— START Document passage —
(Editors’ Note: In this article, Professors Paul Dimeo of the University of Stirling in the United Kingdom and Verner Møller of the University of Aarhus in Denmark present an overview of their upcoming book on the global sports doping crisis. Both Dimeo and Møller are widely-recognized academic scholars in the area of sports doping prevalence and alternative anti-doping control measures. Møller wrote an earlier book entitled “Scapegoat” about the experiences of the Danish rider Michael Rasmussen, and Dimeo garnered some measure of fame in the cycling world when he was named to head USA Cycling’s committee on anti-doping in 2016 and then fired before the group’s first meeting. Their book is due to be published and available to the public in mid-April, 2018.)
This book is cast from a shared sense of bewilderment at the state of anti-doping; a system shot full of failures, dilemmas and unresolved crises. During the course of writing it, perhaps the most notorious doping system ever was exposed and inevitably badly managed by the various agencies in charge of making sport ‘clean’. However, something else occurred to us along the way: that the very agency who can make substantial changes, WADA, are the very people whose careers and reputations would be in tatters if there was any radical reform.
We set out to demonstrate why sport is in this state of crisis. Six focal points describe it: first, a failure to stop doping; second, the collateral damage of wrong and disproportionate sanctions; third, inconsistent decisions and a complex appeals process that favours WADA; fourth, the abuse of athletes through excessive surveillance and marginalisation from decision-making; fifth, lack of support for rehabilitating those caught doping; and last, the gap between researchers and experts outside the system and those closed circles of the inner sanctum, leading to unanswered questions and opaque governance.
Causes: The history of the crisis is replete with short-term over-reactions to scandals, political manoeuvring and the gradual shift of power away from athletes and towards global bureaucracy. Like all bureaucracies, inhumane outcomes are justified on the basis that ‘rules must be followed’, and individuals who participate can hide behind those rules. The testing process and sanctions emphasise the athletes’ responsibility for what is in their system. Yet, they are not always educated in the complex detail of the Prohibited List, or prepared in advance for the indignities of the urine test, or supported when facing an inadvertent or false positive. The first part of the book explains how WADA emerged, closely linked with IOC, and gradually built an empire. In parallel to which, doping continued, doping doctors could charge more money and have more exclusive clientele, whistle-blowers were ignored, and the collateral damage got worse as the monitoring of athletes became more intense.
— END Document passage —
_Required work:_
According to the passage on the anti-doping crisis, when was the book due to be published?
— START Given entries —
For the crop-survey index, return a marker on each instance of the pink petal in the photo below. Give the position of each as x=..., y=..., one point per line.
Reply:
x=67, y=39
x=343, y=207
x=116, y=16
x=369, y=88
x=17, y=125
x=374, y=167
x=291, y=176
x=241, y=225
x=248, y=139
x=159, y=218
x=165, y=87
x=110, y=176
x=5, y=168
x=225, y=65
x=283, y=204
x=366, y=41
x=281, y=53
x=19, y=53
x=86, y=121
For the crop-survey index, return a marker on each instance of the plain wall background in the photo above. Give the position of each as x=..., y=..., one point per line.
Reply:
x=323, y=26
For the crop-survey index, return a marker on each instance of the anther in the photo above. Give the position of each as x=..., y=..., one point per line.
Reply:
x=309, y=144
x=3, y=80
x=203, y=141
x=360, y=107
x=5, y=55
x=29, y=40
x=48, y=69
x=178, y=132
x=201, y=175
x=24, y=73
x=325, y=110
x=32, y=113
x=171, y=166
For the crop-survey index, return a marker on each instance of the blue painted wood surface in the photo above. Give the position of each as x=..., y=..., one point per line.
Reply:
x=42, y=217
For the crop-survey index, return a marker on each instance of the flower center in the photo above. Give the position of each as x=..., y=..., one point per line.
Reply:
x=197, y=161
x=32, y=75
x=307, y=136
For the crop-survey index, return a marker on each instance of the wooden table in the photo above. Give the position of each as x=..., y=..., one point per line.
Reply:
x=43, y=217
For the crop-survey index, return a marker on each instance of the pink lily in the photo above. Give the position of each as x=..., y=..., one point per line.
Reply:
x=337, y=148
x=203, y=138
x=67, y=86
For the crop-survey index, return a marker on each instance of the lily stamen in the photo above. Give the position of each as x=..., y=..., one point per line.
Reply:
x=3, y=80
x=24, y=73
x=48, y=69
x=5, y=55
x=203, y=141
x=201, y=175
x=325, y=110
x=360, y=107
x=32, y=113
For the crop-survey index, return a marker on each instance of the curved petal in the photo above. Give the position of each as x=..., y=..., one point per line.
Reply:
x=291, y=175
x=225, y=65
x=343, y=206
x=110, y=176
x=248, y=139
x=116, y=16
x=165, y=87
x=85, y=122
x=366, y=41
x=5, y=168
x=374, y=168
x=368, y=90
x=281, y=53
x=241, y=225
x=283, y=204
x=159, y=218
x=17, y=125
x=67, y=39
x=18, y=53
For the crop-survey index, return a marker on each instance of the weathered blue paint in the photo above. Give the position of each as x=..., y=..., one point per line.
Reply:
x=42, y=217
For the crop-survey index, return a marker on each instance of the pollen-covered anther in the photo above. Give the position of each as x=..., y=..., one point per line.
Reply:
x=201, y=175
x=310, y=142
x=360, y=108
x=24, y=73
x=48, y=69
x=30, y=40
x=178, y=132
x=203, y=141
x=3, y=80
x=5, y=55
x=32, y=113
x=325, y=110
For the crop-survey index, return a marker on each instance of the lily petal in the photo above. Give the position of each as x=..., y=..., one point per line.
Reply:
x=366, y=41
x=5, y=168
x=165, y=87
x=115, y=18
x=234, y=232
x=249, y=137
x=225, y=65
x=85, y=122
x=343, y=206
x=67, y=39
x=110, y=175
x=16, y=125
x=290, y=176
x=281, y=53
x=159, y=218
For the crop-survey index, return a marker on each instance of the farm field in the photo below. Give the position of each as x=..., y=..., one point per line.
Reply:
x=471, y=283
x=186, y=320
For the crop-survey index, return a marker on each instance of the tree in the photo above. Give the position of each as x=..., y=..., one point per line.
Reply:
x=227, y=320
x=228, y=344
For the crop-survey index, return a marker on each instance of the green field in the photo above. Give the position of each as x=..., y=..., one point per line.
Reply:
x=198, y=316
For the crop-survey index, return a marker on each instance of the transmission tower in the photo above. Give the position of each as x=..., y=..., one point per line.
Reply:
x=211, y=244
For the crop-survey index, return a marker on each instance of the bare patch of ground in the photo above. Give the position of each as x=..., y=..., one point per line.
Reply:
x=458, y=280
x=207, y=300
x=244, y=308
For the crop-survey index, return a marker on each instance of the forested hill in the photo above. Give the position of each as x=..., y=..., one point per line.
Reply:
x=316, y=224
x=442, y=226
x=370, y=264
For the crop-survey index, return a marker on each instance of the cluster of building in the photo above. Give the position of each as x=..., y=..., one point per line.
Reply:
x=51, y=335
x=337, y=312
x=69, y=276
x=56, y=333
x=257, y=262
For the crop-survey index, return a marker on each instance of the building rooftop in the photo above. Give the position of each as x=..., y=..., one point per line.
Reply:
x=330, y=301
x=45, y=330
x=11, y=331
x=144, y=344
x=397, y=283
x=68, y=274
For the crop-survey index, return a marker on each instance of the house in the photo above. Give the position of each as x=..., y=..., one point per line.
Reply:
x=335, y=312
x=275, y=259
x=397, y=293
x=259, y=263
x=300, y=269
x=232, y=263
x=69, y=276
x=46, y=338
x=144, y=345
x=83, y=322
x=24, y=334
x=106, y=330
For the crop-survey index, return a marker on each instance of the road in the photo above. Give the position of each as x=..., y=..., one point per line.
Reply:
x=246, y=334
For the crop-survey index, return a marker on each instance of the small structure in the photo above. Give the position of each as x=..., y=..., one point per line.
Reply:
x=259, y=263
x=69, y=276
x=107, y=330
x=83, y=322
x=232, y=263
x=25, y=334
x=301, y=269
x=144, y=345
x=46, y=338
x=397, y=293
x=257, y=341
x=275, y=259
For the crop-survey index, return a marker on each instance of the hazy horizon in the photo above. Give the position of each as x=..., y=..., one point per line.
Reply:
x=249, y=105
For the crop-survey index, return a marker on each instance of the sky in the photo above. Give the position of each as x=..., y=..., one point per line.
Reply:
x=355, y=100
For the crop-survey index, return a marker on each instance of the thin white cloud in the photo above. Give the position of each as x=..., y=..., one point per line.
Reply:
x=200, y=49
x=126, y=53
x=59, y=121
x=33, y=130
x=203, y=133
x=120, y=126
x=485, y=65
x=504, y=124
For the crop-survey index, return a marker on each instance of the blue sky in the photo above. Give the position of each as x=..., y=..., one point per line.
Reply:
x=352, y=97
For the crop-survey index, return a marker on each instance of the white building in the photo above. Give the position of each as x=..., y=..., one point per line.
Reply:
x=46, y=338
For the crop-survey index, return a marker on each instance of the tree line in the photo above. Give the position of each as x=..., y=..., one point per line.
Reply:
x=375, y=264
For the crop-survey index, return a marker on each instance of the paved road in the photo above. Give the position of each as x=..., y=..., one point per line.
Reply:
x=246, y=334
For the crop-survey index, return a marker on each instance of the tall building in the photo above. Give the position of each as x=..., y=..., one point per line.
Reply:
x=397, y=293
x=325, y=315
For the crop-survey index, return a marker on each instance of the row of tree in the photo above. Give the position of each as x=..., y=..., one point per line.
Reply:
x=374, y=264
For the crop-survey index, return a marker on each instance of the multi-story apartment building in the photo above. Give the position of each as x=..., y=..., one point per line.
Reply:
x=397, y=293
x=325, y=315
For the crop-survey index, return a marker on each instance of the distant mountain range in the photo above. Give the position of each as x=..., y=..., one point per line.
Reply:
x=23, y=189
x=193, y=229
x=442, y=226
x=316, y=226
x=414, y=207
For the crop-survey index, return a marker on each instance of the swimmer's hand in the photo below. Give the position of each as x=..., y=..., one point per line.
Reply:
— END Given entries —
_Written solution:_
It was due to be published in mid-April 2018.